### Material provided ###
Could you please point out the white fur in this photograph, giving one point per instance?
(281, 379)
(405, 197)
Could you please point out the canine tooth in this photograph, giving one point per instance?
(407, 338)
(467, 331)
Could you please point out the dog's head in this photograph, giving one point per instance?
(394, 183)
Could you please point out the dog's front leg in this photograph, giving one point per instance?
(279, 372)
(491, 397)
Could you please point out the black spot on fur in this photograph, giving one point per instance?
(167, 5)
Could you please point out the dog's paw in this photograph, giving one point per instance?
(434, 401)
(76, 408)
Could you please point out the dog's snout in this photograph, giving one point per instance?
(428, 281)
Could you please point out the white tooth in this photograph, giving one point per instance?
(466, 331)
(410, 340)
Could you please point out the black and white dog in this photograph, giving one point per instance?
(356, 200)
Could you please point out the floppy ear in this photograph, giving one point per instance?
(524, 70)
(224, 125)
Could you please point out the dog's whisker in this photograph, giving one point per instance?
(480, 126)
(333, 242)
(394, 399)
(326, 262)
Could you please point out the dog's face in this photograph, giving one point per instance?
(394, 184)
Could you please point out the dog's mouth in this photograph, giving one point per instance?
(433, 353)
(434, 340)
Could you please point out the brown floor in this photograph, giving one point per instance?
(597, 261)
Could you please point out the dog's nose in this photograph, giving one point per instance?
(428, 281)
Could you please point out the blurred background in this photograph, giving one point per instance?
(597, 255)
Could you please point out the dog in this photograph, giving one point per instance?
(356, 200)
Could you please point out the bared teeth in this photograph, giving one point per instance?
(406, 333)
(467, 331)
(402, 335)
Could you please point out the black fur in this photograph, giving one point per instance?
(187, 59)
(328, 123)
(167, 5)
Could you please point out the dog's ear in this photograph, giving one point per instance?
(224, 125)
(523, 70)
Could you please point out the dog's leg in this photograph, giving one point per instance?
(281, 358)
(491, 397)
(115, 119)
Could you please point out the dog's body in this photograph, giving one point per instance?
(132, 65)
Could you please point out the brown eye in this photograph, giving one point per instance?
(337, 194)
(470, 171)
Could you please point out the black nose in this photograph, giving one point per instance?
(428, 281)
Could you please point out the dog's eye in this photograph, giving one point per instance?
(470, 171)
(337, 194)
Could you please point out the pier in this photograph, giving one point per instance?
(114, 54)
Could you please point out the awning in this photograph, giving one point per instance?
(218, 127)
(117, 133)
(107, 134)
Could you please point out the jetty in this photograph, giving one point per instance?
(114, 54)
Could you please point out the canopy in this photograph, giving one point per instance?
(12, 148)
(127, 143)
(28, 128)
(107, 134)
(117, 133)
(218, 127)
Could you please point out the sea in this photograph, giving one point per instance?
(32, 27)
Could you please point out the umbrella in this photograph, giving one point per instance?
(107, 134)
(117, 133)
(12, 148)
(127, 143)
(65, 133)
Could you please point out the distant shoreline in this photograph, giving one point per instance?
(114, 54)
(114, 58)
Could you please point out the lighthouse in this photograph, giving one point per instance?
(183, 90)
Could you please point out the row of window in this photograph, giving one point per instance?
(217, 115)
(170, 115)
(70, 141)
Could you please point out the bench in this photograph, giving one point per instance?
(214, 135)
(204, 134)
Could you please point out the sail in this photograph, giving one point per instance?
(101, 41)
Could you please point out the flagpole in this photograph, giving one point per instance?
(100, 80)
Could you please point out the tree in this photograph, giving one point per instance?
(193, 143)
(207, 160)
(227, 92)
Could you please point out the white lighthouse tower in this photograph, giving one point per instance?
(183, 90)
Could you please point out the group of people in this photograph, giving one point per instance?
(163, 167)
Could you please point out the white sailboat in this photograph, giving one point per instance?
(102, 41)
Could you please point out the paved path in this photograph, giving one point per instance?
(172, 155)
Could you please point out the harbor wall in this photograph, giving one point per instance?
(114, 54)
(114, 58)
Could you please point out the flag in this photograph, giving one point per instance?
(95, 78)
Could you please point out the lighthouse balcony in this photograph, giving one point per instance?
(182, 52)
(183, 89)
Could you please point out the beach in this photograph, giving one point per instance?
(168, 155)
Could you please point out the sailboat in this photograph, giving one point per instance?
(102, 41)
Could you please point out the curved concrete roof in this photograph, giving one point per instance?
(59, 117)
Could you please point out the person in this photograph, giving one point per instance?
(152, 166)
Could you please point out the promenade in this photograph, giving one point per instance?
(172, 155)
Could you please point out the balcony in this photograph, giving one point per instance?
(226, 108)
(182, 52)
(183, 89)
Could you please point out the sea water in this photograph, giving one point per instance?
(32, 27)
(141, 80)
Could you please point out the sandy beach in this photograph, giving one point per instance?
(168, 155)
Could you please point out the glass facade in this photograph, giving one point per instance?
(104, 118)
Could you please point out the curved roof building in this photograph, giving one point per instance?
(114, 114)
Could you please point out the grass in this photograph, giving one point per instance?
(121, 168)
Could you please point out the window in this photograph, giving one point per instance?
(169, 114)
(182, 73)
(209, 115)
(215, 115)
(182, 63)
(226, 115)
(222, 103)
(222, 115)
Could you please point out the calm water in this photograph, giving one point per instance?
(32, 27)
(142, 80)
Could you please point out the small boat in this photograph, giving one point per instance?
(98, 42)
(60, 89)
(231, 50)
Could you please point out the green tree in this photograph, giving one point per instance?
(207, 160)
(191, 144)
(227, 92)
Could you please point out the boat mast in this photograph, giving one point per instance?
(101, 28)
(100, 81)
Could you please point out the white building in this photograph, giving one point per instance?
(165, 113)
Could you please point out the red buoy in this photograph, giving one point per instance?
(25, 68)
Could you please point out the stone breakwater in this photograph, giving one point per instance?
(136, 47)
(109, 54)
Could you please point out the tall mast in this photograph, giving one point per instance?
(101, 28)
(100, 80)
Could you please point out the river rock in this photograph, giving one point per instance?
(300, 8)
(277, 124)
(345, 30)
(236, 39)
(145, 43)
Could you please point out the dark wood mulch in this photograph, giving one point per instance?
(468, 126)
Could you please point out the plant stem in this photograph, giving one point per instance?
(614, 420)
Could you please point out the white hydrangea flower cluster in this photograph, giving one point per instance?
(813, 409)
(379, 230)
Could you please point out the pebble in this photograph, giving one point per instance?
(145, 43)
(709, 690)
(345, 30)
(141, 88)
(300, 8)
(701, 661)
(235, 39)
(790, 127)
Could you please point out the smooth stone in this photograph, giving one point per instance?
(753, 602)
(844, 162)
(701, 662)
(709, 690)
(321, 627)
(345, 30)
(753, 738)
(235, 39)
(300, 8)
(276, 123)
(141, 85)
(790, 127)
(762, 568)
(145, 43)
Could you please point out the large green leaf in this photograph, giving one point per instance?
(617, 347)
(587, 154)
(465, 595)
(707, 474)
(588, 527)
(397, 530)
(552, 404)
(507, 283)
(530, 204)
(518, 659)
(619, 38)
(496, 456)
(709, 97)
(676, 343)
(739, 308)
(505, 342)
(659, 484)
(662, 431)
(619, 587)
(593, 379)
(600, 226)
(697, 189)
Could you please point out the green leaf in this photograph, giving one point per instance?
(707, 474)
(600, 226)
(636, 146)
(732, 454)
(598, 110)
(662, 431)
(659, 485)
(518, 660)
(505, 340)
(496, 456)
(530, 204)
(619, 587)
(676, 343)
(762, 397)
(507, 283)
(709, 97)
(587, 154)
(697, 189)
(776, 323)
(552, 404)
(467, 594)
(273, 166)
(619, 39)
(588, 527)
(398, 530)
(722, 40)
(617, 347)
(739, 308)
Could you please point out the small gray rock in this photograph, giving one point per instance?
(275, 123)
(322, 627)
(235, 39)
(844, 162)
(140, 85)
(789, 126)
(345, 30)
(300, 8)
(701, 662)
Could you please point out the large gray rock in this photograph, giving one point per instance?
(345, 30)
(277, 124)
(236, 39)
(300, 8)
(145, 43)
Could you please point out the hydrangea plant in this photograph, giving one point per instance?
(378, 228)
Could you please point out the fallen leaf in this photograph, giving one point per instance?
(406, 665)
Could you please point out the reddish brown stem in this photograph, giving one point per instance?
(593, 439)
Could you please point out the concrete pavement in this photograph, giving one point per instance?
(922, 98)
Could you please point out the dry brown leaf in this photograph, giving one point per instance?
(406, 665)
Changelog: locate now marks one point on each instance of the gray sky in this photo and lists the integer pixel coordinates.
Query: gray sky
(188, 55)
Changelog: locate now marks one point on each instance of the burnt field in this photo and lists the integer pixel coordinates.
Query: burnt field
###
Repeat, exactly and only, the lines above from the one containing "Query: gray sky" through the end of the material.

Query: gray sky
(188, 55)
Changelog: locate now marks one point on each instance of the burnt field in this photo and lists the integer pixel coordinates.
Query: burnt field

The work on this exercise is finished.